-- Begin --

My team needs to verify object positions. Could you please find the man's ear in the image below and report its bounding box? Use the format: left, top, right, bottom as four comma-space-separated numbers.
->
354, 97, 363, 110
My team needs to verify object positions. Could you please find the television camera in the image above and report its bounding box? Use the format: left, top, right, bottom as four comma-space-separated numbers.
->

-- End --

◆ SHORT EXERCISE
Render the lines above as a numbered list, omitting any blank lines.

◆ RESULT OF THIS TASK
1. My team needs to verify object positions. Could you please find the man's ear in the image below and report its bounding box? Use the format: left, top, right, bottom as four comma-space-separated numbers.
2. ->
3. 354, 97, 363, 110
4. My team needs to verify object positions. Could you please find the television camera in the image above and report its bounding box? Use the format: left, top, right, bottom as four comma-space-separated numbers.
5. ->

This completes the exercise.